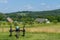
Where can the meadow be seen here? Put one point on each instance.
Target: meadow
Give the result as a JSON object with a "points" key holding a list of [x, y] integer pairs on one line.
{"points": [[34, 32]]}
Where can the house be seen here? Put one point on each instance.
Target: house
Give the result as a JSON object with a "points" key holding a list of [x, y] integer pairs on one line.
{"points": [[42, 20]]}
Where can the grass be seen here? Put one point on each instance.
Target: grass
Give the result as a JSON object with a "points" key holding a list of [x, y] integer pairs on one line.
{"points": [[32, 36]]}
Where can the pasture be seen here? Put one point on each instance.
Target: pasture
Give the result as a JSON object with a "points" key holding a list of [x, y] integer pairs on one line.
{"points": [[33, 32]]}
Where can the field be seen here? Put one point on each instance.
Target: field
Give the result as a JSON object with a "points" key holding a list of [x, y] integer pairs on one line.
{"points": [[32, 36], [34, 32]]}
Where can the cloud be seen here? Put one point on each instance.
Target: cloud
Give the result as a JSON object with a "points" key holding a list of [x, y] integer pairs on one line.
{"points": [[3, 1], [27, 7], [58, 6], [42, 4]]}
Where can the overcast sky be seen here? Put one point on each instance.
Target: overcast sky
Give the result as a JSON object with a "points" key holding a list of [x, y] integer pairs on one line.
{"points": [[28, 5]]}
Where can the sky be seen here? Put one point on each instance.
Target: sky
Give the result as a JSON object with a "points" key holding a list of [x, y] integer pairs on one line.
{"points": [[28, 5]]}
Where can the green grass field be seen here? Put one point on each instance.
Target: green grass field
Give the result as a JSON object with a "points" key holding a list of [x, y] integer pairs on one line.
{"points": [[32, 36]]}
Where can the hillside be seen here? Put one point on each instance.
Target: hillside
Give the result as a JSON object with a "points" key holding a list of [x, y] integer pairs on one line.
{"points": [[51, 15]]}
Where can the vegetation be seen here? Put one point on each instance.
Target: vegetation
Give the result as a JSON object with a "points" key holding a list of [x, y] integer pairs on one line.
{"points": [[32, 36]]}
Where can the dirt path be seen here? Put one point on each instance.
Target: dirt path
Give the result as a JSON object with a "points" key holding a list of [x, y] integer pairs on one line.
{"points": [[42, 29]]}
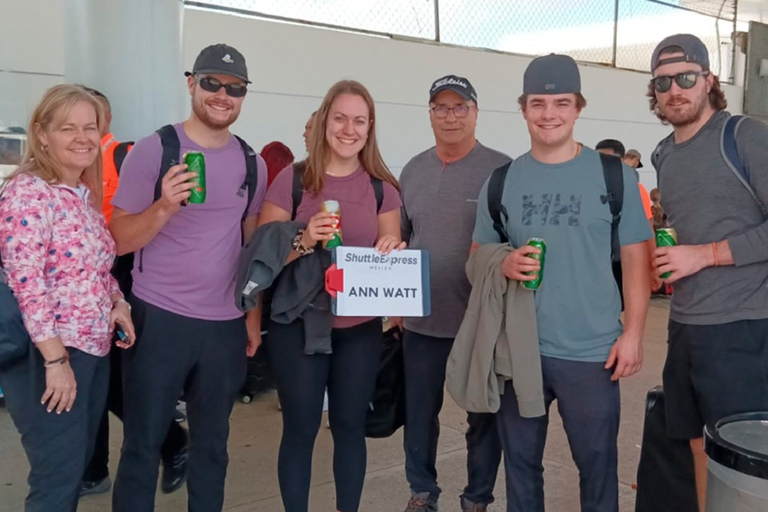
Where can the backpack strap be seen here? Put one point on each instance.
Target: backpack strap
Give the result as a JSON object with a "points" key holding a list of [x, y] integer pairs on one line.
{"points": [[121, 150], [495, 208], [251, 174], [614, 186], [171, 149], [730, 152], [378, 191], [297, 191]]}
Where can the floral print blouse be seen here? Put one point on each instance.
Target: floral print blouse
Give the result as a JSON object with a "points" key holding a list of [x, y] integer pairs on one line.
{"points": [[57, 254]]}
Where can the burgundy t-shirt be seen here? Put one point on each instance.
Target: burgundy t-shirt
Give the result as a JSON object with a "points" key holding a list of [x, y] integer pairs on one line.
{"points": [[357, 200]]}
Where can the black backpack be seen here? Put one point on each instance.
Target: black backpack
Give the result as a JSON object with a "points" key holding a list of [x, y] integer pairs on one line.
{"points": [[614, 185], [171, 152]]}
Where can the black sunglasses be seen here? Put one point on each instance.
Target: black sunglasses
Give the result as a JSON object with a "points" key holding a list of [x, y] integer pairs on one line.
{"points": [[683, 80], [210, 84]]}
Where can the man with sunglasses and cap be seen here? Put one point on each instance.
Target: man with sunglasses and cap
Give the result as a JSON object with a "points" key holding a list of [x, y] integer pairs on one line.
{"points": [[718, 321], [190, 336], [557, 192], [439, 189]]}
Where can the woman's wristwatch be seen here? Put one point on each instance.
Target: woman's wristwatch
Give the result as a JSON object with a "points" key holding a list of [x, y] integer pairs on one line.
{"points": [[122, 301], [298, 247]]}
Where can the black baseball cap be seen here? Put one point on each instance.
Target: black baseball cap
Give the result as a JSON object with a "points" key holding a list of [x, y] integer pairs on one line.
{"points": [[552, 74], [220, 59], [457, 84], [692, 47], [613, 144]]}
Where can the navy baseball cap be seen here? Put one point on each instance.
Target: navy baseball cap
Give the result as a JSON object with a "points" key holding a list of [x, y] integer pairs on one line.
{"points": [[220, 59], [552, 74], [457, 84], [693, 49]]}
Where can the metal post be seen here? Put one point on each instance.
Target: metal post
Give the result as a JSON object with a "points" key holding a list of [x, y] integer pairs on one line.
{"points": [[615, 32], [733, 39]]}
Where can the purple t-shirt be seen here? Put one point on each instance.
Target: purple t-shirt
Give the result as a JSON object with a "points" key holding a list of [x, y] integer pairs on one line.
{"points": [[359, 221], [189, 267]]}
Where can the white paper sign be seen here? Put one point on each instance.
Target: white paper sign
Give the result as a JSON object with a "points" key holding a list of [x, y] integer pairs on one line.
{"points": [[376, 285]]}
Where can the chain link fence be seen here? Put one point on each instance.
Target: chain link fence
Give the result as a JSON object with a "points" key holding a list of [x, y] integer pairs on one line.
{"points": [[620, 33]]}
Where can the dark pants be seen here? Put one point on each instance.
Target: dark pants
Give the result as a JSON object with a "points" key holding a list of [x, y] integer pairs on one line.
{"points": [[713, 371], [204, 359], [425, 362], [589, 405], [57, 445], [98, 467], [349, 373]]}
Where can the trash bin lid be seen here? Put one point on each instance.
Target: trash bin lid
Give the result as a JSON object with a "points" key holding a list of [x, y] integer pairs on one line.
{"points": [[740, 442]]}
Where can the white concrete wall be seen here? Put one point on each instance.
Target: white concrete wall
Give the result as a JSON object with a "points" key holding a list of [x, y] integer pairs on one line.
{"points": [[293, 66]]}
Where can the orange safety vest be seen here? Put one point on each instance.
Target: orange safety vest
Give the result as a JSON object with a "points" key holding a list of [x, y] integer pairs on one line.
{"points": [[109, 174]]}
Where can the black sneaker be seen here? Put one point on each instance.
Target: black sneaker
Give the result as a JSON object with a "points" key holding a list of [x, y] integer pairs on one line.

_ _ _ _ _ _ _

Description of the task:
Can you retype all of the entries above character for character, leaving the pictures out of your answer?

Solution to this exercise:
Where can the meadow be seen here? Put one point on each instance.
Target: meadow
Give the result as a JSON object with a "points" key holding a list of [x, y] integer pairs on one line.
{"points": [[34, 32]]}
Where can the house be seen here? Put one point on each instance.
Target: house
Give the result as a JSON object with a "points" key holding a list of [x, y] integer pairs on one line.
{"points": [[42, 20]]}
Where can the grass be seen here? Put one point on each instance.
Target: grass
Give the result as a JSON object with a "points" key holding a list of [x, y] integer pairs on one line.
{"points": [[32, 36]]}
Where can the pasture be seen here? Put one point on each instance.
Target: pasture
Give the result as a JSON object with a "points" key holding a list of [x, y] integer pairs on one line.
{"points": [[33, 32]]}
Where can the field be seen here? Put one point on each instance.
Target: field
Give the result as a JSON object with a "points" key holding a list of [x, y] integer pairs on one line.
{"points": [[32, 36], [34, 32]]}
Where can the cloud be seen here? Put one point on each instance.
Target: cloud
Give the result as a JSON object with a "points" key holding a list of [x, y] integer pairs on one line.
{"points": [[3, 1], [27, 7], [58, 6], [42, 4]]}
Where can the overcast sky be seen here? Put one point on each instance.
Target: overcast sky
Give the result as a JSON object with a "points" key holding a list of [x, y] integer pairs on one line.
{"points": [[28, 5]]}
Where can the sky be seen here? Put one point on each instance.
Target: sky
Give the result as a JSON object with a "points" key holding a list of [x, y] integer pairs on one line.
{"points": [[28, 5]]}
Where can the green grass field be seen here? Put one point on each instance.
Target: green grass field
Give the result as a JSON object with a "points" key holding a list of [x, y] integer pairs on one line.
{"points": [[32, 36]]}
Where can the hillside be seen here? Put one point on each instance.
Target: hillside
Give the result as a JSON object with a "points" key holding a list of [x, y] integer pairs on one line.
{"points": [[51, 15]]}
Where can the vegetation be seen here? Put one point on each instance.
Target: vegetation
Give the result as a JSON object with a "points" key holding a list of [x, y] integer pairs on one line.
{"points": [[32, 36]]}
Where can the dirt path be seen here? Put one point on each instance.
Target: dirt path
Give the result as a JSON object with a "points" key holding a list of [x, y] integer pairs on one line.
{"points": [[42, 29]]}
Where can the backpack strap be seen here? Put one point on each instance.
Target: backpack strap
Give the result as a JSON object with a "points" key holding a list of [x, y] integer pairs on one line.
{"points": [[121, 150], [495, 208], [251, 174], [614, 186], [171, 149], [730, 152], [378, 191], [297, 191]]}
Where can the floral print blouse be seen here? Put one point on each instance.
Target: floral print blouse
Give the result as a JSON object with a "points" key holding a list of [x, y] integer pairs on one line.
{"points": [[57, 254]]}
Where can the burgundy t-shirt be seen here? Put one point on each instance.
Target: burgundy t-shirt
Give the result as a JSON object with a "points" key holding a list of [x, y] integer pairs on one line.
{"points": [[357, 200]]}
Where can the black backpack be seen here? Put one point on each instance.
Target: black backpack
Give the result as a JSON object with a "points" key holding a list of [x, y] integer pairs on one line.
{"points": [[614, 185], [171, 152]]}
Where can the black sunglasses be seen here? Put one point on each instance.
Target: black sunglasses
Give the result as a JSON object with a "points" key holding a list of [x, y] integer pairs on one line.
{"points": [[683, 80], [210, 84]]}
Where can the man with sunglasses and cap be seen here? Put one point on each instance.
Target: man with sunglasses and cap
Give the result as a JSON object with a "points" key holding a list of [x, y] integer pairs on one line.
{"points": [[718, 321], [190, 336], [557, 192], [439, 189]]}
Where can the woman's wristwatch be seen here? Put one point on each instance.
Target: woman's wristwatch
Give the result as a JSON object with a "points" key holding a list of [x, y] integer pairs on one line.
{"points": [[122, 301], [298, 247]]}
Where can the black baseball cap be seen here? Put one point on each instance.
Target: black baseball cap
Give the result as a JSON object with a "points" key holding a list of [x, y] integer pairs on one line.
{"points": [[552, 74], [220, 59], [457, 84], [692, 47], [613, 144]]}
Where can the navy baseball cap be seen here? Put one point on each instance.
Target: navy baseball cap
Give the result as a JSON object with a "points" key holding a list of [x, y] integer pairs on one line.
{"points": [[220, 59], [552, 74], [457, 84], [693, 49]]}
Where can the metal post be seen here? Put one point on each instance.
Target: metal post
Give the result as a JSON object with a "points" key holding a list of [x, y] integer pairs on one line.
{"points": [[615, 32], [733, 39]]}
Where can the purple t-shirt be seen here? Put one point on each instance.
Target: purple t-shirt
Give the result as a JSON object with a "points" key holding a list of [x, y] integer pairs on one line.
{"points": [[359, 221], [189, 267]]}
Where can the white paper sign be seen here? Put one point on each instance.
Target: white paper sign
Give the result as a JSON object with a "points" key holding a list of [x, y] integer pairs on one line.
{"points": [[376, 285]]}
Where can the chain link fence be seen here? Put one point on each instance.
Target: chain link fence
Give the result as a JSON object with a "points" key holding a list of [x, y] integer pairs on one line.
{"points": [[620, 33]]}
Where can the dark pants be seen here? Put one point on each instance.
Target: dark pants
Give the result as a JSON object with a "points" key holding a list of [x, y] integer pairs on one line.
{"points": [[713, 371], [204, 359], [425, 362], [589, 405], [57, 445], [98, 467], [349, 373]]}
Where can the trash bin lid be seen here? Put one point on each instance.
Target: trash bin lid
Give the result as a JSON object with a "points" key holding a list of [x, y] integer pairs on one line.
{"points": [[740, 442]]}
Where can the white concrete wall be seen here? Put one point on each instance.
Target: white concrete wall
Give the result as a JSON object with a "points" key holding a list of [x, y] integer pairs on one line.
{"points": [[293, 66]]}
Where can the orange safety vest be seen here? Put one point on each instance.
Target: orange safety vest
Give the result as a JSON object with a "points" key holding a list of [x, y] integer pairs on one line.
{"points": [[109, 174]]}
Where can the black sneaker be seen here? Put one point on each instance.
Target: black sneaker
Give the result as a JSON object with a "points" key holding a list of [x, y] integer pairs on one line.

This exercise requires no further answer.